The 100 which you can get for the glasses is less than the excess of 150, so you will get nothing. 

Here is a more complicated example

Optician claim   100
Consultant (3 visits maximum cover per visit = 60) Total  = €180.

In this case, the claim is (100+180)=280 - (excess of 150), so you would get €130.


----------



## aamusername (8 Jul 2013)

I've removed this post as it contained incorrect information and I don't want to confuse anyone.


----------



## huskerdu (8 Jul 2013)

aamusername said:


> Hi Pat,
> I would have thought that, assuming you have no other outpatient expenses this year for simplicity, the excess of 150 would simply be subtracted from the 300.


 
That is completely incorrect, That is not how the excess works.

The definitition of excess in the VHI T&Cs is 
"
An amount that we will deduct from your claim, as set out in your Table of Benefits"

They subtract the excess from the claim, not from the total cost to you.


----------



## burmo (8 Jul 2013)

Are you sure you have an excess of 150 euro? I used to have Company Plan and I had 1 euro excess...


----------



## aamusername (9 Jul 2013)

Thanks huskerdu.  I must have always been thinking about it backwards.  It looks like the OP wouldn't get anything then assuming that the glasses were their only expense that year :-(.  Sorry about that, because my excess is one euro I probably haven't paid as much attention as I should have to how VHI treat the excess.  

Burmo, I checked the excess for the specific plan the OP has on the HIA website, and the excess is indeed 150.


----------



## huskerdu (9 Jul 2013)

aamusername said:


> Thanks huskerdu.  I must have always been thinking about it backwards.  It looks like the OP wouldn't get anything then assuming that the glasses were their only expense that year :-(.  Sorry about that, because my excess is one euro I probably haven't paid as much attention as I should have to how VHI treat the excess.
> 
> Burmo, I checked the excess for the specific plan the OP has on the HIA website, and the excess is indeed 150.



Its not very obvious, and they dont make this very clear, so your assumption was a easy one to make ( I made that assumption until I looked it in detail).

Its an issue that I think people should be more aware of when moving plans.


----------

(Record list):

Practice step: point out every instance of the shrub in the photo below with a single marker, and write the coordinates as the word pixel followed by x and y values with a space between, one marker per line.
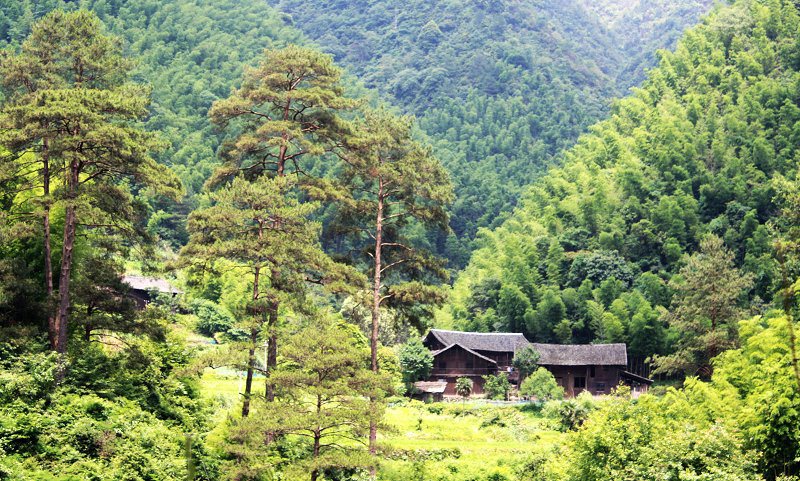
pixel 211 317
pixel 570 414
pixel 464 387
pixel 496 386
pixel 542 386
pixel 526 360
pixel 416 361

(Directive): In the forum thread about the insurance excess, how do the VHI terms and conditions define the excess?

(Problem solution): An amount that VHI will deduct from your claim, as set out in your Table of Benefits.